Only the lines of the data below from the one with "Query: metal railing" through the one with "the red flag" are wanted. Repeat them exactly.

★ ★ ★ ★ ★

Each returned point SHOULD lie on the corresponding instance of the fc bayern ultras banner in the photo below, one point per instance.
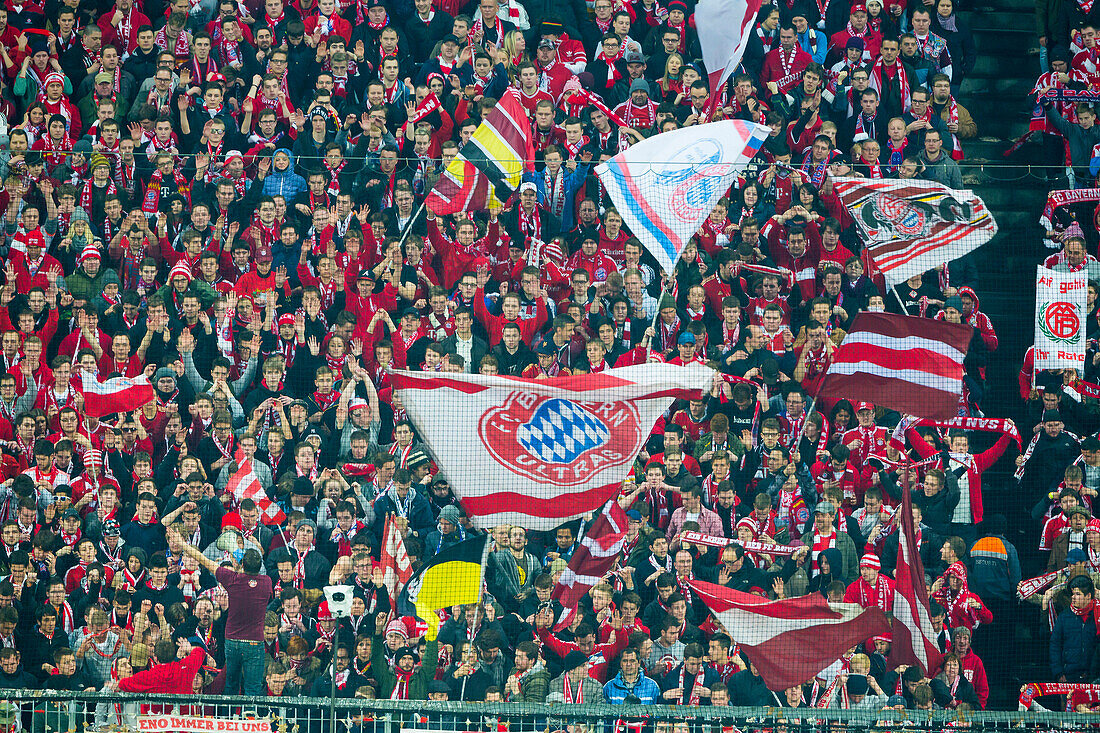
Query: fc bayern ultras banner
(911, 226)
(667, 185)
(1060, 309)
(540, 452)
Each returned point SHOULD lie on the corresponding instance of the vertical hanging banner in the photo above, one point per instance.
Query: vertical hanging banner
(1060, 308)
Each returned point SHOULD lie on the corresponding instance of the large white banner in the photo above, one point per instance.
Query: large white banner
(190, 724)
(1060, 309)
(666, 186)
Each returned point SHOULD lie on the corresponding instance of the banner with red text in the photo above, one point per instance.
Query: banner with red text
(188, 724)
(1060, 308)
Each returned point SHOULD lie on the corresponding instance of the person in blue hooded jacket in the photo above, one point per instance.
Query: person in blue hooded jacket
(282, 179)
(631, 684)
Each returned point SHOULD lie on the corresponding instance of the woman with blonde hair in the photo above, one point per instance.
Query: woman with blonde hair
(515, 53)
(672, 89)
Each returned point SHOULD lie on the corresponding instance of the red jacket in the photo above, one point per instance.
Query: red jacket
(173, 678)
(601, 656)
(977, 465)
(494, 325)
(975, 671)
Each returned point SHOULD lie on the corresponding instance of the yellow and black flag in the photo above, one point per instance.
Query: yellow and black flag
(491, 165)
(451, 578)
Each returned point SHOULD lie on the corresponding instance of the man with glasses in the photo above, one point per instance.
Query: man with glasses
(630, 686)
(322, 687)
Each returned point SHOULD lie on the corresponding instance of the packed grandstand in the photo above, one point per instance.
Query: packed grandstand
(219, 265)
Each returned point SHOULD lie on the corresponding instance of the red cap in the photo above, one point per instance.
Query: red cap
(870, 560)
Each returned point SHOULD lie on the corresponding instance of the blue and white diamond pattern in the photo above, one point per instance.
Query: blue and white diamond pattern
(560, 430)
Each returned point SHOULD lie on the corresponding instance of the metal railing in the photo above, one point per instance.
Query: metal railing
(39, 711)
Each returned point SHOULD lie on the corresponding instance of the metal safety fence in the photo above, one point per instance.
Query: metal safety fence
(75, 712)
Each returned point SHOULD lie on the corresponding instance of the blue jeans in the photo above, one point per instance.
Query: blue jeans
(244, 663)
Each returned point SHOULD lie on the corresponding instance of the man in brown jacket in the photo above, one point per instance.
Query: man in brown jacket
(954, 115)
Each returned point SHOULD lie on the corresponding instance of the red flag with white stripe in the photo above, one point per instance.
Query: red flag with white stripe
(245, 484)
(902, 362)
(724, 29)
(912, 637)
(792, 639)
(395, 564)
(118, 394)
(911, 226)
(540, 452)
(592, 560)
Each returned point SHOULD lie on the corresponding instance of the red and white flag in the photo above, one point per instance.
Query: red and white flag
(792, 639)
(902, 362)
(591, 561)
(540, 452)
(118, 394)
(913, 637)
(245, 484)
(911, 226)
(724, 29)
(395, 564)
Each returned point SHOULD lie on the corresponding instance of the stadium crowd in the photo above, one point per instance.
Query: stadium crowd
(213, 194)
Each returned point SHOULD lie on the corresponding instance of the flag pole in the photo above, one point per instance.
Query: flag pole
(408, 227)
(462, 693)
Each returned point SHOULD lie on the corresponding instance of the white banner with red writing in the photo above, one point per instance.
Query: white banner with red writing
(751, 546)
(1060, 307)
(189, 724)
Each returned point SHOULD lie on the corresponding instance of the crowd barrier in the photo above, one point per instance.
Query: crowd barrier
(35, 711)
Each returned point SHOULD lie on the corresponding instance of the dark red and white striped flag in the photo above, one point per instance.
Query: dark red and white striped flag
(592, 559)
(245, 484)
(913, 637)
(118, 394)
(792, 639)
(911, 226)
(902, 362)
(396, 567)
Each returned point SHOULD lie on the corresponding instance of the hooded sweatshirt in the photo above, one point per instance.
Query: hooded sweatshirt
(286, 183)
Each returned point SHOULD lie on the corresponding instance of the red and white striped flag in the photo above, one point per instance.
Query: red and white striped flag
(395, 564)
(118, 394)
(540, 452)
(911, 226)
(245, 484)
(912, 635)
(902, 362)
(592, 559)
(792, 639)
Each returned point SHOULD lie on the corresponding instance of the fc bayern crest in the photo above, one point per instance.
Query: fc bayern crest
(564, 441)
(699, 171)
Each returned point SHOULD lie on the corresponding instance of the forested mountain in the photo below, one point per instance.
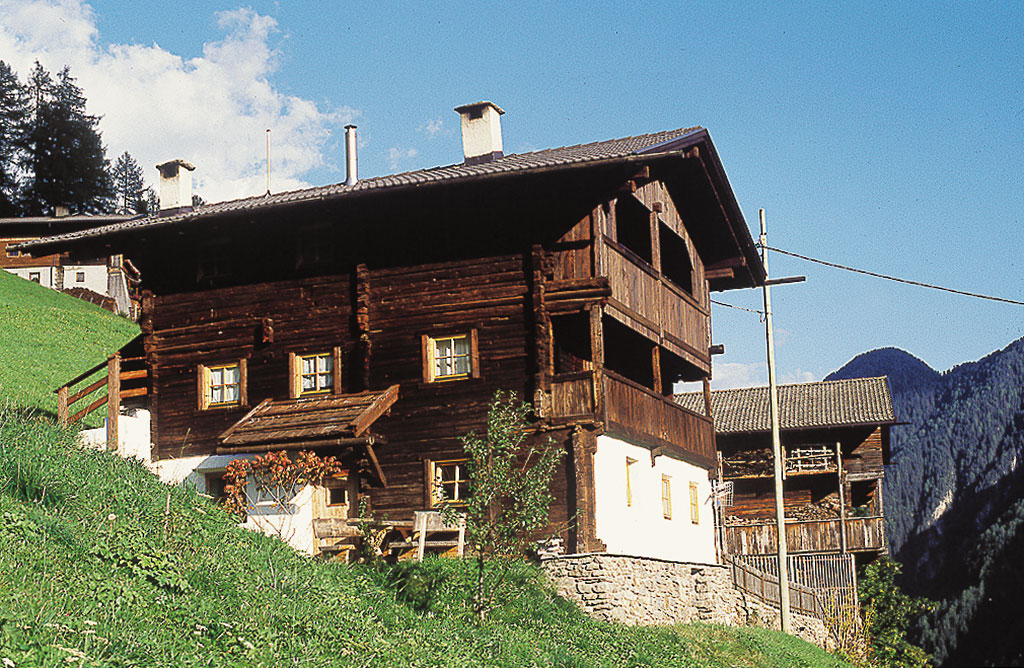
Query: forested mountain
(954, 513)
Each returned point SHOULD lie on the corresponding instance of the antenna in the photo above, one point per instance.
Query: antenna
(722, 493)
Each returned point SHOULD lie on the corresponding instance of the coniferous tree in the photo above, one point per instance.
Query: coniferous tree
(129, 189)
(62, 152)
(12, 115)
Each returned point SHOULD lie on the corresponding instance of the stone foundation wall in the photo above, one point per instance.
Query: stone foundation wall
(640, 590)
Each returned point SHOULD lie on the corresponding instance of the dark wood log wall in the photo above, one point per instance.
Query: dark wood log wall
(223, 326)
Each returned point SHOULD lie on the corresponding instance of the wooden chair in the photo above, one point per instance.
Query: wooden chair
(432, 532)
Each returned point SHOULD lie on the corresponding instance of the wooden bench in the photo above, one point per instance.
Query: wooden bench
(335, 528)
(430, 531)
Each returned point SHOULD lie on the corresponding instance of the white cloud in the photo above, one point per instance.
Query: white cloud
(212, 111)
(396, 156)
(432, 127)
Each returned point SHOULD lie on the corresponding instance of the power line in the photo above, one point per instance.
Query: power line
(750, 310)
(892, 278)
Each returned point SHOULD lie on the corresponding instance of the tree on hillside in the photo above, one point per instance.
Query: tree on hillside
(509, 496)
(12, 114)
(129, 189)
(62, 153)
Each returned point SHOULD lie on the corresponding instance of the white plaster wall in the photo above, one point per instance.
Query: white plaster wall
(95, 277)
(47, 275)
(133, 436)
(640, 529)
(293, 523)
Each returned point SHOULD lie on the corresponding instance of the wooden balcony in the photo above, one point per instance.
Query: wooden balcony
(572, 394)
(862, 535)
(642, 414)
(657, 307)
(633, 411)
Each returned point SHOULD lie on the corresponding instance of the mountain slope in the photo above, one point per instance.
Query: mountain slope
(950, 497)
(47, 338)
(101, 565)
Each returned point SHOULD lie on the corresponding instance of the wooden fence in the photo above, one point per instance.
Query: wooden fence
(110, 384)
(862, 534)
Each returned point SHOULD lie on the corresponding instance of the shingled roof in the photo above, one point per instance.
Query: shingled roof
(623, 150)
(318, 420)
(826, 404)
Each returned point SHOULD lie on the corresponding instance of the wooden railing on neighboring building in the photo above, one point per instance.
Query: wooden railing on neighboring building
(862, 534)
(111, 382)
(639, 412)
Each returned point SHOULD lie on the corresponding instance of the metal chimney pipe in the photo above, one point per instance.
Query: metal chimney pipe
(351, 175)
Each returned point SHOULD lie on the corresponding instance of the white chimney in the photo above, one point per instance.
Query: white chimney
(351, 165)
(175, 184)
(481, 132)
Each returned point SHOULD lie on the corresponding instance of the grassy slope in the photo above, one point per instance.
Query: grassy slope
(47, 338)
(90, 567)
(93, 572)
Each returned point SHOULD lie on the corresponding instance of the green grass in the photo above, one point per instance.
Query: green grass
(47, 338)
(93, 573)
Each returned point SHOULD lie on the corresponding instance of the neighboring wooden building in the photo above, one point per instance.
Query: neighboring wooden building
(836, 441)
(88, 278)
(577, 277)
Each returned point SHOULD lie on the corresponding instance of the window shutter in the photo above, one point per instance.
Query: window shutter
(244, 382)
(293, 375)
(474, 350)
(428, 359)
(428, 484)
(203, 386)
(337, 370)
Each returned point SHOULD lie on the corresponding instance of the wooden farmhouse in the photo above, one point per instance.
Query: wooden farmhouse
(100, 279)
(375, 320)
(836, 443)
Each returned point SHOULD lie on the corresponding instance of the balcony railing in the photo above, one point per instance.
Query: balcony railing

★ ★ ★ ★ ★

• [Result for this task]
Query: metal railing
(39, 711)
Each returned point SHOULD lie on the corresponding instance of the metal safety fence in the photo above, one point per instance.
Query: metal safety fence
(75, 712)
Each returned point SHOULD lie on the corresponding instance of the blue jeans in the photo above, one point per instance.
Query: blue jeans
(244, 663)
Each returned point SHOULD lie on the corresponding instance of the man in brown jacket in the photo above, one point per instance.
Query: man in brown jacket
(954, 115)
Each returned point SHOULD lie on the corresponding instance of the red flag with white stripe in the photo above, one point per instance.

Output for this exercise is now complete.